■ **TEXT PASSAGE**:
How Two Biology Students Created Chicken Wings Made From Chickpeas

Two UC Berkley lab partners-turned-entrepreneurs share the inspiration behind creating a new sustainable food brand. Sundial Foods founders Siwen Deng, CTO, and Jessica Schwabach, CEO, used the skills learned in Plant and Microbial Biology plus Molecular and Cell Biology degrees to make crispy "chicken" from chickpeas. The food is inspired by that idea that food animals, or farm animals, are merely "processing machines" which help convert plants to table-ready entrees. Food animals also require significant investments in time, money, and energy. Says Sundial Foods on the "science" behind the idea, "Producing food from animals is inefficient, so we cut out the middle hen."

The idea led to a vegan "wing" made from only eight ingredients: water, chickpeas, chickpea protein powder, gluten, sunflower oil, soybeans, nutritional yeast, and salt. And while the idea itself is simple, the product took "years of research and development to perfect" a "proprietary technology."

From lab to live online, the experience for these young entrepreneurs has been a thrill and surprise as they have watched their inspiration become a reality. Says Schwabach to Mashed, "In a way, I was watching the plant-based alternatives space grow and evolve from the consumer side for years without anticipating that I'd actually wind up as one of those innovators." But where does one get the inspiration to start a new food product from scratch?

The inspiration behind developing a new food

Jessica Schwabach shares more on her inspiration behind the creation of Sundial Foods with Mashed: "I am most inspired by the sense of togetherness and community of cooking and sharing a meal with loved ones. I have many fond memories of spending time with family and friends where I remember the time spent being with them more than I recall the actual meal that brought us together." Schwabach further notes that, "wings are a very shareable food!"

Siwen Deng has been inspired by the science behind food development: "I have always been a big fan of molecular gastronomy. As a scientist, I'm fascinated by the way chefs use chemistry to transform simple ingredients into edible works of art." Molecular gastronomy might be considered the place where food and science intersect with deconstructed and reconstructed food creations, as shared by Gourmet Food World. Popular gastronomy techniques include: "spherification, gelification, emulsification, transformation, and sous vide." Says Deng, "The beauty of molecular gastronomy is just one of the reasons that food science captured my interest as I was finishing my PhD."

Rolling Stone was an early fan of this chickpea-chicken project, noting that this school-project-turned-business used a $4 million investment from a "Nestle incubator" to create a chicken "drumstick" that it describes as "hyper-realistic" with a "coveted skin texture." Referring to the 2022 product launch, the magazine goes on to describe the process as "one of the cleanest plant-based protein products on the market."

What do chickpea chicken wings taste like?

Vegan chicken wings actually weren't the "go-to" food for Sundial Food founders Jessica Schwabach and Siwen Deng — which is why they had to make their own, as shared with Mashed. In college, Schwabach would often snack on new products she found at the Berkeley Student Food Collective, "really intrigued by any animal-free snack foods that would pop up." Deng shares she was so busy with PhD work that she often grabbed whatever was convenient, but a "regular favorite was tortilla chips with artichoke & jalapeño dip."

Deng describes the experience of eating a Sundial wing: "The Sundial Wings experience is unlike any other plant-based meat you've tried. Whether fried or grilled, the exterior skin of our wings has a signature crunch that people often associate with animal-based chicken wings. We use a bamboo stick as the bone, so you can pick up a piece with your hands like you would with traditional wings." Adds Schwabach, "they're crispy, juicy, and best when super spicy!"

And just why are these chickpea-based chicken wings different from other meat alternatives? It's all about the ingredients. Schwabach adds, "For creating a chicken-like texture, chickpeas work well with our process. They also are not as astringent, bitter, and beany as some of the other alternatives commonly used in plant-based meat, so it's easier to work with the flavor." Sundial Foods wings are available at limited locations and can be found through a zip code search online.

■ **ACTION ITEM A**:
Repeat word for word everything in the chickpea chicken wings article from "Rolling Stone was" down to "wings taste like?".
■ **ACTION ITEM B**:
In the chickpea chicken wings article, what serves as the bone in a Sundial wing?

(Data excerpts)
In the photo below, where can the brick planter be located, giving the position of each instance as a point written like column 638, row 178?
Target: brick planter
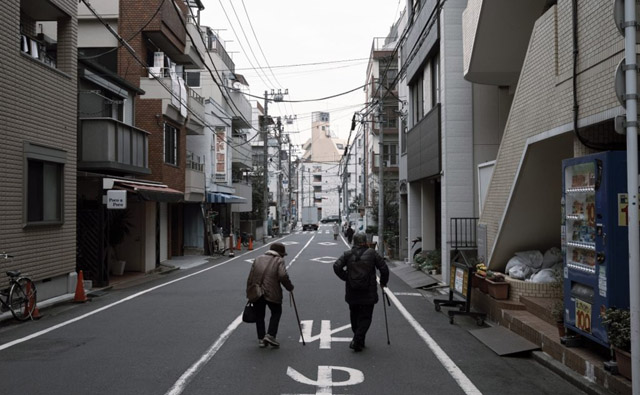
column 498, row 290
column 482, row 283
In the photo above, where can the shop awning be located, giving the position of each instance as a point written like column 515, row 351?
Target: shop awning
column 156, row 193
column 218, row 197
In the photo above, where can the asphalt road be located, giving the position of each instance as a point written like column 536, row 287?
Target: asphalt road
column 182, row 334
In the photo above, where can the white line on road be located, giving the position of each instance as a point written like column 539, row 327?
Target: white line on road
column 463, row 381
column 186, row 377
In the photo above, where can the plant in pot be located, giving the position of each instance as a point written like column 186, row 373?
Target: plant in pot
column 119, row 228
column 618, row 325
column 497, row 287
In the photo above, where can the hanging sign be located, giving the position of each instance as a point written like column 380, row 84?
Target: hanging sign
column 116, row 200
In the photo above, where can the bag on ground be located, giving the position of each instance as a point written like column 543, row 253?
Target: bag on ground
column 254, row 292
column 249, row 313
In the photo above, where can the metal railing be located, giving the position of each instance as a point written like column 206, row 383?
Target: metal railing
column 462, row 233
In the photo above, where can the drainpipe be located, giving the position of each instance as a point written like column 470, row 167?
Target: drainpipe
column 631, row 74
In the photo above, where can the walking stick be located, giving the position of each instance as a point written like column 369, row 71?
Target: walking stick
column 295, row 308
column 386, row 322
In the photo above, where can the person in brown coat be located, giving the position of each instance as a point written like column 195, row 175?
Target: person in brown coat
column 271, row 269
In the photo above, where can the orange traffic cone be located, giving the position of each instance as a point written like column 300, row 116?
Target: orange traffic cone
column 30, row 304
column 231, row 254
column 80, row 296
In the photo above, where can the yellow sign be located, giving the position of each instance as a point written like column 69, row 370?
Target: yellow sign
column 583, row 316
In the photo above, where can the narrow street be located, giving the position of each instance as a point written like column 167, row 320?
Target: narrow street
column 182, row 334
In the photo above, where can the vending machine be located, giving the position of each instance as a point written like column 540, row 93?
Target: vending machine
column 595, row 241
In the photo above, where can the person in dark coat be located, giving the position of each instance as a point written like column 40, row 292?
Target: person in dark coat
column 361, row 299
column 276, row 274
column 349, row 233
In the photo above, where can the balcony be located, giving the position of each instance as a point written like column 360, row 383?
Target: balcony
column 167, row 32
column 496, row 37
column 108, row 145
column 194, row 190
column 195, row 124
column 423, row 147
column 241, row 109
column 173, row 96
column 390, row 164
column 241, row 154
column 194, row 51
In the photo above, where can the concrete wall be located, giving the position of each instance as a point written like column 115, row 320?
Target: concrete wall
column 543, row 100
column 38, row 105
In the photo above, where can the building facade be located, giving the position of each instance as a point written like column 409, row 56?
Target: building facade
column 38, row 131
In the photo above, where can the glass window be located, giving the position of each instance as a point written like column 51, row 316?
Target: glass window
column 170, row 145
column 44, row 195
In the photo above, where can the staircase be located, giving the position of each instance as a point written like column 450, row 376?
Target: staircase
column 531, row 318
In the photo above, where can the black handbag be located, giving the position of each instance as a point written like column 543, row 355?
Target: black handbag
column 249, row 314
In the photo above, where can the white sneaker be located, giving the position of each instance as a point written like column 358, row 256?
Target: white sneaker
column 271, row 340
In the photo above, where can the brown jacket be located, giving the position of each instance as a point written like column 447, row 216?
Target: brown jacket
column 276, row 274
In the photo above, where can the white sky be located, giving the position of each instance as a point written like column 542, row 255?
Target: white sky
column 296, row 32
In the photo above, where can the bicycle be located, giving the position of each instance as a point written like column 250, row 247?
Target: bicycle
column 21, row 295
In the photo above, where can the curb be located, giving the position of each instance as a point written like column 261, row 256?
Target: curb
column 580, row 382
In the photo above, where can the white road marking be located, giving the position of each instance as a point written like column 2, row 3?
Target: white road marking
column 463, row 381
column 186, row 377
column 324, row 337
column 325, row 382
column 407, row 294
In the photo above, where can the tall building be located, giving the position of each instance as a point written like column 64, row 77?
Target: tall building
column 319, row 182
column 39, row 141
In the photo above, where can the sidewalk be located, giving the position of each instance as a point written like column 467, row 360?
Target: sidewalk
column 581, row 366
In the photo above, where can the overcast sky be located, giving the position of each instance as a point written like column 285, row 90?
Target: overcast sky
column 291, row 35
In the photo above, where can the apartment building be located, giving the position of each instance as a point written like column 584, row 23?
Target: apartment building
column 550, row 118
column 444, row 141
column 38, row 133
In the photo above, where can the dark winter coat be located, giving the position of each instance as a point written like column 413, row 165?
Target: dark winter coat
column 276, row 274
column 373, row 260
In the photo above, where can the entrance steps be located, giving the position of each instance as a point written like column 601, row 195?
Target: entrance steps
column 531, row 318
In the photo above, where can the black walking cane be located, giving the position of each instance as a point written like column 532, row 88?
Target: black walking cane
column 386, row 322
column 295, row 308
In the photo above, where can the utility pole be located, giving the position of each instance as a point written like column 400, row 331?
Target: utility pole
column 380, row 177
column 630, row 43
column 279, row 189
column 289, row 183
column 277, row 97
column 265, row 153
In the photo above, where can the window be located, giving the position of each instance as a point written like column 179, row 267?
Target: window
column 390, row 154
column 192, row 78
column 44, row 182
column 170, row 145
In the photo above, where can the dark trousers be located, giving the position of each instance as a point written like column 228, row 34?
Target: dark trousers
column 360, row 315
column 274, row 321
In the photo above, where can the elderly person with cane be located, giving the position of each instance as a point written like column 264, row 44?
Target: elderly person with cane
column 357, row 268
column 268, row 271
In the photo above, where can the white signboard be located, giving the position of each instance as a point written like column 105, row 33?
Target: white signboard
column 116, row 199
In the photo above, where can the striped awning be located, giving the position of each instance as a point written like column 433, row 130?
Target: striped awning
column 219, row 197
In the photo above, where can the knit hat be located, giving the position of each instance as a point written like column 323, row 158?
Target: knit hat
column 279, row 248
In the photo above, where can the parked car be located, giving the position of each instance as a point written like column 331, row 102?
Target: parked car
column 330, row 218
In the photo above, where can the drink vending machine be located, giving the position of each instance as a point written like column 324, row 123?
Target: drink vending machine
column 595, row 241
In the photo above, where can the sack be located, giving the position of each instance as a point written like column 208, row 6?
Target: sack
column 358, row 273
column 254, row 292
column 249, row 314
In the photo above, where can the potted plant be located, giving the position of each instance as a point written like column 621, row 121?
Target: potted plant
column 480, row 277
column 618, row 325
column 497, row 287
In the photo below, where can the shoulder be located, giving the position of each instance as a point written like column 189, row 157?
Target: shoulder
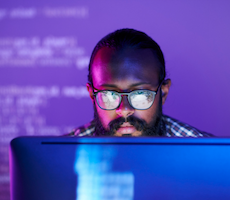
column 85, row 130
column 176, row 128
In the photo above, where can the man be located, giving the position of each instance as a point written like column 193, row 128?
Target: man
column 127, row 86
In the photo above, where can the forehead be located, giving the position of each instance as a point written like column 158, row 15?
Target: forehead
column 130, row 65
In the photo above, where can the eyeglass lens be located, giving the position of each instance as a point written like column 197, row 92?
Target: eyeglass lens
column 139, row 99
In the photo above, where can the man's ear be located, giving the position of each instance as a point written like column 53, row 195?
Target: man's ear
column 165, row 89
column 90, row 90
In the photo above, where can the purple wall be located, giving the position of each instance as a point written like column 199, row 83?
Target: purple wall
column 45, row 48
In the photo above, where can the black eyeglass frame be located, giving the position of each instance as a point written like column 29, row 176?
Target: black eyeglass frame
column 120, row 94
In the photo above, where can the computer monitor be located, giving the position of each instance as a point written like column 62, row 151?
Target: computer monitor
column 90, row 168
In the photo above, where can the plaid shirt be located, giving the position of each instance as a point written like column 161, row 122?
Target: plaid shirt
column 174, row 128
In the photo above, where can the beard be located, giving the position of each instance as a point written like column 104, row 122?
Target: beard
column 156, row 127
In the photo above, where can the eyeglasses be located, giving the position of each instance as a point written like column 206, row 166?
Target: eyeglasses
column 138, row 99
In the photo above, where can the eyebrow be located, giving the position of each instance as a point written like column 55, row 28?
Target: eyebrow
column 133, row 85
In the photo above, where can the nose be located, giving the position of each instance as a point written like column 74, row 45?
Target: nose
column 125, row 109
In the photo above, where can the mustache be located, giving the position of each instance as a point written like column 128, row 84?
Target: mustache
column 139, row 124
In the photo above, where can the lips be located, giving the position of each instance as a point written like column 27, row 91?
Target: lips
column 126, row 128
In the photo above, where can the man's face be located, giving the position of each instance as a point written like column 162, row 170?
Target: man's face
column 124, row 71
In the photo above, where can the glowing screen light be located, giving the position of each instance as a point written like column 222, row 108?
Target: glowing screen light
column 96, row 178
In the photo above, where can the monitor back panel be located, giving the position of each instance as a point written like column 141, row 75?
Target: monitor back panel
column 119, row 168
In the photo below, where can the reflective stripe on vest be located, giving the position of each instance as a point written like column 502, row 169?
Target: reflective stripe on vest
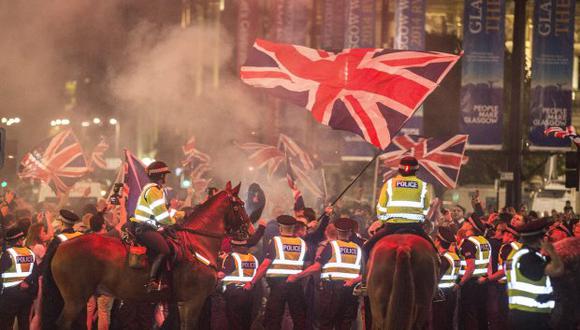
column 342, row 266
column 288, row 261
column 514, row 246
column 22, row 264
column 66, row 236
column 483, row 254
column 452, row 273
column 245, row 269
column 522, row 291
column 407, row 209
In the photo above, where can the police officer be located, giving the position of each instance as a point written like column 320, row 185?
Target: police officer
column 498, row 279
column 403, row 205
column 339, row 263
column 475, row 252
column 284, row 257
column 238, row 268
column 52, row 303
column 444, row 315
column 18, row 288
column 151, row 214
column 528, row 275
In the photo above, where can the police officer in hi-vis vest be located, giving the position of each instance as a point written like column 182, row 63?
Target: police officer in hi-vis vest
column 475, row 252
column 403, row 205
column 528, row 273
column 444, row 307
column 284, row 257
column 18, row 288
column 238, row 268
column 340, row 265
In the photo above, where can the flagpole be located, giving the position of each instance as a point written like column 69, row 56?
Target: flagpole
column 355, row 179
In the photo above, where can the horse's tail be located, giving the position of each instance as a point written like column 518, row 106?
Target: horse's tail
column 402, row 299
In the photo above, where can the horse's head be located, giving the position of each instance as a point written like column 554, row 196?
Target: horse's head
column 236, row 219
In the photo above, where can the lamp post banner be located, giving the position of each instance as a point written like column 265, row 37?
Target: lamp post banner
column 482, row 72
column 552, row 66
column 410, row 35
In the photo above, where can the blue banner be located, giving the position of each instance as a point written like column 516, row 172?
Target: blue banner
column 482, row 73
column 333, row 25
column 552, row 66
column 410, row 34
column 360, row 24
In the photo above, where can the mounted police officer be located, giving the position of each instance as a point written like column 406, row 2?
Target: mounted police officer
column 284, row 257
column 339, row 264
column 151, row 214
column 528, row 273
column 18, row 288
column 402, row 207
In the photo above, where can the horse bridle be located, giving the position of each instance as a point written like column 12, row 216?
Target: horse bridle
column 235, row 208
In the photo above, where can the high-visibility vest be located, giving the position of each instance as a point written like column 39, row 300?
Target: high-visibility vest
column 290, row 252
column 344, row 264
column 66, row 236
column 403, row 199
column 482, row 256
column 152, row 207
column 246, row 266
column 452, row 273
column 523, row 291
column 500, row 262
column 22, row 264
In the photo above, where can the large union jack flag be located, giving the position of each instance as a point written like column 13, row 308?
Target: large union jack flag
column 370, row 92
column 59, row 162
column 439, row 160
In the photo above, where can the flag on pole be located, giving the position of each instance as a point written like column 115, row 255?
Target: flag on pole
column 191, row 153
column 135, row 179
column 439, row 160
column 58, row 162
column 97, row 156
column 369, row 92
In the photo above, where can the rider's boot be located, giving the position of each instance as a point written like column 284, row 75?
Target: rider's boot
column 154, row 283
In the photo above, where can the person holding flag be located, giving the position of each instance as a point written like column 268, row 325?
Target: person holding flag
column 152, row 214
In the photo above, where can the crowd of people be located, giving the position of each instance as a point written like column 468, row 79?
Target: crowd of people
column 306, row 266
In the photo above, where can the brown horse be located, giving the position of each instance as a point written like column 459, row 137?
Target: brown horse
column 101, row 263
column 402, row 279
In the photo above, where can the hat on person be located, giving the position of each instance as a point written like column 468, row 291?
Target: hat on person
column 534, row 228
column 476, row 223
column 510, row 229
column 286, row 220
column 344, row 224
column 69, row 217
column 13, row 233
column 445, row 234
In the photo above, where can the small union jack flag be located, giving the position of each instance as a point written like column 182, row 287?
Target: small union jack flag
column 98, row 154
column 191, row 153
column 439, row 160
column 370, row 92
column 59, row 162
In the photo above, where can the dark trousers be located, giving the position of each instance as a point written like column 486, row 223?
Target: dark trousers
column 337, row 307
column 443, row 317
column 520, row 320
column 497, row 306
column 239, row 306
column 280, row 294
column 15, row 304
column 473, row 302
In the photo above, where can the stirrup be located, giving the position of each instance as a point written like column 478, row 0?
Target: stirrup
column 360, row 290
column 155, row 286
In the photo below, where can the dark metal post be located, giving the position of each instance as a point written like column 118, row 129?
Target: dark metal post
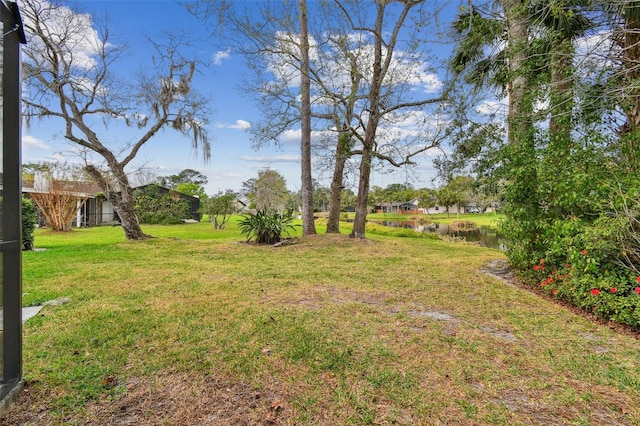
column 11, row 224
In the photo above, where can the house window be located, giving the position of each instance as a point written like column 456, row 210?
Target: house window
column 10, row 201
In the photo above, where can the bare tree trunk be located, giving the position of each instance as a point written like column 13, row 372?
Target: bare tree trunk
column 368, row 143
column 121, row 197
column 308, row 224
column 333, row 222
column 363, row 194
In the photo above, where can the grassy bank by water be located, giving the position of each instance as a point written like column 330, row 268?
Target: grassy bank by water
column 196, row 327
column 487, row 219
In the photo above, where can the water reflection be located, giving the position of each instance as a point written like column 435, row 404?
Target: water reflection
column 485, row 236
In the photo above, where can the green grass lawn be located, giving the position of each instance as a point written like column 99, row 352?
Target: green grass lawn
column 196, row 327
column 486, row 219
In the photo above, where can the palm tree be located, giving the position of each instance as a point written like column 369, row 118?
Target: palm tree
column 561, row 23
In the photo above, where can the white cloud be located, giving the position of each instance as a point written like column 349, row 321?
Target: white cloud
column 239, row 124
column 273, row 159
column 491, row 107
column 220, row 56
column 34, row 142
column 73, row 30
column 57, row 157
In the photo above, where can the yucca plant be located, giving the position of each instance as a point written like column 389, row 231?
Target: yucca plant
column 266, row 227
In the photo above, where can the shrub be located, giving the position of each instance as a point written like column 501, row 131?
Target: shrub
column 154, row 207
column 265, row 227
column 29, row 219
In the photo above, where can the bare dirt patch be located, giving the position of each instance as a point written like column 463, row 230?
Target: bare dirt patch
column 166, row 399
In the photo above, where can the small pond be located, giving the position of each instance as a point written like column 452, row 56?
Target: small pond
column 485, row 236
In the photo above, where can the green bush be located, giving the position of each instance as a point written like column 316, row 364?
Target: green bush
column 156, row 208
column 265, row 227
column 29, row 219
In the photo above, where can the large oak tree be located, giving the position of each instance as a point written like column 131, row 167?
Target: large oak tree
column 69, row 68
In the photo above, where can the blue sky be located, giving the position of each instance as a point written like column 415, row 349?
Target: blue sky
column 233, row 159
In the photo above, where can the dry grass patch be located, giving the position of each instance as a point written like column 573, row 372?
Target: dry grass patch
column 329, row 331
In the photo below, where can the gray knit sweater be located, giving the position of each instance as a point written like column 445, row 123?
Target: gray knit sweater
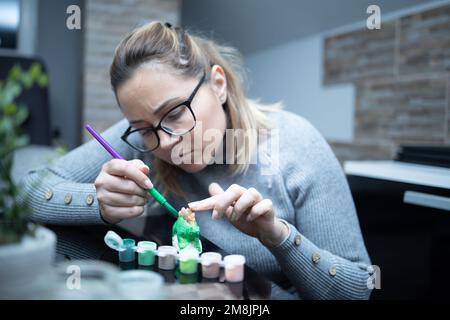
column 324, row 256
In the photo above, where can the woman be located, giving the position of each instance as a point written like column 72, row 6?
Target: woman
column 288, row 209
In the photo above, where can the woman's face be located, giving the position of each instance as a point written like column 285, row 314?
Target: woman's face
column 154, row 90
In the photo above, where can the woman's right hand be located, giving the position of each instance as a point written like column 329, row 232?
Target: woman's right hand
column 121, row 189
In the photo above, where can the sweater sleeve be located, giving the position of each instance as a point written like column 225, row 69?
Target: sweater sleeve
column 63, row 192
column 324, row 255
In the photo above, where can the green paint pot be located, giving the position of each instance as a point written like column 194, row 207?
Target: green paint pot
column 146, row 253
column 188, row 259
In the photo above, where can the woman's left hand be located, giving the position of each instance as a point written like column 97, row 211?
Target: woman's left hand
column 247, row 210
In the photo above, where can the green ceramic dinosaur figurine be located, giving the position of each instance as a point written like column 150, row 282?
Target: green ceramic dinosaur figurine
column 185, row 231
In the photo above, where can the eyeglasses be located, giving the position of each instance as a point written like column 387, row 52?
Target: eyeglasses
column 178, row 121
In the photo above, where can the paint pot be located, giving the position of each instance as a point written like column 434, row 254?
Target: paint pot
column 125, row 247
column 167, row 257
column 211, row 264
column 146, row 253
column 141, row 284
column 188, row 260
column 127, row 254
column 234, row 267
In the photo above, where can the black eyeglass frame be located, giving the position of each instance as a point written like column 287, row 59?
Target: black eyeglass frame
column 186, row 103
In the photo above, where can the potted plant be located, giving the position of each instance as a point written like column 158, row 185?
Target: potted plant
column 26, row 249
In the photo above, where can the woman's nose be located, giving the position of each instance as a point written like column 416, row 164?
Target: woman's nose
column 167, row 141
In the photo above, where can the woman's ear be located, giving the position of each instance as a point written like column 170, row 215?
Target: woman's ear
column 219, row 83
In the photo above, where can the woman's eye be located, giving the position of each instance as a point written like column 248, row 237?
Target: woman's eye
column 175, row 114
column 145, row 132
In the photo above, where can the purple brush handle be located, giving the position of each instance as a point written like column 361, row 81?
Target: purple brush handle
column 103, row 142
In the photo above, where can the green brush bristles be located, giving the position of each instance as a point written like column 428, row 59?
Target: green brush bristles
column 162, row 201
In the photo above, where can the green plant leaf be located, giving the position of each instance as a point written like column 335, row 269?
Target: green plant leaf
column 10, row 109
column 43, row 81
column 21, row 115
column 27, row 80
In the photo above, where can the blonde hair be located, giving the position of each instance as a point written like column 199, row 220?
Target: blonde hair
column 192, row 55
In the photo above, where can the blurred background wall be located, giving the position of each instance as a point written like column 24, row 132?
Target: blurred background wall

■ **WORKED SOLUTION A**:
Rolling Stone was an early fan of this chickpea-chicken project, noting that this school-project-turned-business used a $4 million investment from a "Nestle incubator" to create a chicken "drumstick" that it describes as "hyper-realistic" with a "coveted skin texture." Referring to the 2022 product launch, the magazine goes on to describe the process as "one of the cleanest plant-based protein products on the market."

What do chickpea chicken wings taste like?

■ **WORKED SOLUTION B**:
A bamboo stick.